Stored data

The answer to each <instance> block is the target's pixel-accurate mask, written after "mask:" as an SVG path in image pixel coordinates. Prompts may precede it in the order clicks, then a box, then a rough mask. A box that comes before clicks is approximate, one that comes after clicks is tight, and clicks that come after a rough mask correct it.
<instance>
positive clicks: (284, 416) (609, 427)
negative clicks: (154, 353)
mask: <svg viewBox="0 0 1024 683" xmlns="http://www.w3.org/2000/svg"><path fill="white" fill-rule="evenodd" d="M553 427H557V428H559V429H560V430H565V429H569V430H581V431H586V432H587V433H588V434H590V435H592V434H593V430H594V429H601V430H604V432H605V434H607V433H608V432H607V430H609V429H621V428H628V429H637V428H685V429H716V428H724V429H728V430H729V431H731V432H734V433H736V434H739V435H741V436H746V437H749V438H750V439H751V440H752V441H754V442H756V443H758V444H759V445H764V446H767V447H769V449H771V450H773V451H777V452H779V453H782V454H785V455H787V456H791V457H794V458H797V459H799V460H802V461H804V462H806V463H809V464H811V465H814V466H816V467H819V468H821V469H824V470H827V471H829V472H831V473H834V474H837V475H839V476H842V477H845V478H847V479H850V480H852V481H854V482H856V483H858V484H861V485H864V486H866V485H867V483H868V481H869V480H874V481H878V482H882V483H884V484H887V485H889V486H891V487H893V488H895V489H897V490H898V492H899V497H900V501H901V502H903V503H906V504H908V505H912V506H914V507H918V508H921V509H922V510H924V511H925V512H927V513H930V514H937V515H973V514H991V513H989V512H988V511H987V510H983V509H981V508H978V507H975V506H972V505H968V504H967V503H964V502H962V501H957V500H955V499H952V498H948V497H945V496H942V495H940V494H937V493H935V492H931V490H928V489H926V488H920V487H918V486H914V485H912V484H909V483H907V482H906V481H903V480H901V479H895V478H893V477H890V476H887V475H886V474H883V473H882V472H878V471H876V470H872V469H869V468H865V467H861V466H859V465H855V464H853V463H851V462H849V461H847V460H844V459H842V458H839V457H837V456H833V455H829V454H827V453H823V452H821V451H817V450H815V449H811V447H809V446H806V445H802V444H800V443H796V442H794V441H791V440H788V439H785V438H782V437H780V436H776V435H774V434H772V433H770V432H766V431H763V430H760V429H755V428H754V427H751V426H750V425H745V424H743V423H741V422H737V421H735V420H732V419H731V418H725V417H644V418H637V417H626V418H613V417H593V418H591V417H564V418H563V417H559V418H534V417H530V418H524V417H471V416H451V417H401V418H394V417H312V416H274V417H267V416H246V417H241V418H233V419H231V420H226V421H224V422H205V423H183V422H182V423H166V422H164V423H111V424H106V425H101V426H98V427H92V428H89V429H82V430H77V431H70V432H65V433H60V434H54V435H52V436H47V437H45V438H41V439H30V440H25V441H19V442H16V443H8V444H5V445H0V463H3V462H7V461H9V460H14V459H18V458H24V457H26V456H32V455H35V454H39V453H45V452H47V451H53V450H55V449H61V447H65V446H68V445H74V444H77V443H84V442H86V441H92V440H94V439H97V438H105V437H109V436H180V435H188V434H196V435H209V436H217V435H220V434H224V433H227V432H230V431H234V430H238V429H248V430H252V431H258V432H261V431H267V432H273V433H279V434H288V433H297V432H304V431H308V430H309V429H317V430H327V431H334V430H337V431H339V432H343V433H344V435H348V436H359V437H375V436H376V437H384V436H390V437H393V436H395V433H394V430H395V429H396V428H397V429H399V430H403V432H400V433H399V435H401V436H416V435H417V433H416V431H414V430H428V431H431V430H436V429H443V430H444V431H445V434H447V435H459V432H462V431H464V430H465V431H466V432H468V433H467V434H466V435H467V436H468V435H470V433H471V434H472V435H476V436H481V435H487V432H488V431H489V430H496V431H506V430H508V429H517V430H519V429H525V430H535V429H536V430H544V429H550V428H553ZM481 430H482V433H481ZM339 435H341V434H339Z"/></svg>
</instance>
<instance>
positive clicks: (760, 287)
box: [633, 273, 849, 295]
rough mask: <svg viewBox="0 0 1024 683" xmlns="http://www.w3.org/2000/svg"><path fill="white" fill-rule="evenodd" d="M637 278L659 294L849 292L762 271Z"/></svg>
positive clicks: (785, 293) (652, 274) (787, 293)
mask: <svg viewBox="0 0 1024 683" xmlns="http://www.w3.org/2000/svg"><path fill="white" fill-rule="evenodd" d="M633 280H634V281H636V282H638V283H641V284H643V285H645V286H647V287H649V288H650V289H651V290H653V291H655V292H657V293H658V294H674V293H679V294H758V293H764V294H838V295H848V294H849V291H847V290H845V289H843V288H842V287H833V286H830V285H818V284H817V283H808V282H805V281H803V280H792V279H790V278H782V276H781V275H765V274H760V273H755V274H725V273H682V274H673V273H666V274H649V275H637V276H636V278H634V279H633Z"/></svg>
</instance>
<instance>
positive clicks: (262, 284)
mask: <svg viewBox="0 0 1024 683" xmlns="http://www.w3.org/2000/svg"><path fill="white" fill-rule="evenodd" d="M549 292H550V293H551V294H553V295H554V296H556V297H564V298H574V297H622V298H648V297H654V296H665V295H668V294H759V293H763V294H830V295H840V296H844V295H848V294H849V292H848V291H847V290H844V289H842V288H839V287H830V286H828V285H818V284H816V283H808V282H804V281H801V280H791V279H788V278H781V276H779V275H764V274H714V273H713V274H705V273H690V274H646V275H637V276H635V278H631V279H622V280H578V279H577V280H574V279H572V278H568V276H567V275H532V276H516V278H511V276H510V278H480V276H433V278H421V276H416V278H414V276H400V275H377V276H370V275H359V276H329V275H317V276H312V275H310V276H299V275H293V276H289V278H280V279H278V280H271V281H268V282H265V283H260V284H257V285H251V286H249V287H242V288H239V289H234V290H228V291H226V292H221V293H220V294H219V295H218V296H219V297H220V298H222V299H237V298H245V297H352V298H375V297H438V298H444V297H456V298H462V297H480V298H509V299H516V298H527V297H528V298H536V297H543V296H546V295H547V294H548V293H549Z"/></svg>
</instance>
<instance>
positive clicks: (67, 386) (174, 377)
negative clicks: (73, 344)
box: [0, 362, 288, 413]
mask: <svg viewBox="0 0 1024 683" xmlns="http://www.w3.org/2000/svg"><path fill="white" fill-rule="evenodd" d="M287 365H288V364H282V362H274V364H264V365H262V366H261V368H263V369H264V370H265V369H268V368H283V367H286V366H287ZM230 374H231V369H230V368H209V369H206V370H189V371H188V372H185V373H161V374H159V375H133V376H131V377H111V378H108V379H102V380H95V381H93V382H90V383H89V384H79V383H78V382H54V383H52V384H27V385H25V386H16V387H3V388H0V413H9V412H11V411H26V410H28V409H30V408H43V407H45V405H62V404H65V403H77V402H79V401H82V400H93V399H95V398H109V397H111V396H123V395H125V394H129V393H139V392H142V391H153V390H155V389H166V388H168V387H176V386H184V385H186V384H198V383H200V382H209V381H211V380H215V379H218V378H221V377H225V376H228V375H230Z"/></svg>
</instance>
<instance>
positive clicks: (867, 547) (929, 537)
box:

AIM OF THE TASK -
Up to and including the line with "positive clicks: (284, 416) (609, 427)", please return the records exactly, beginning from their first line.

SOLUTION -
The answer to each <instance> block is the target's pixel-accurate mask, written after "mask:" as an SVG path in image pixel coordinates. Prompts may precede it in the order clicks, then a box, then a rough mask. A box that comes before clicks is approximate, one that comes after clicks is tight, and clicks that come after a rough mask correct it.
<instance>
positive clicks: (284, 416) (609, 427)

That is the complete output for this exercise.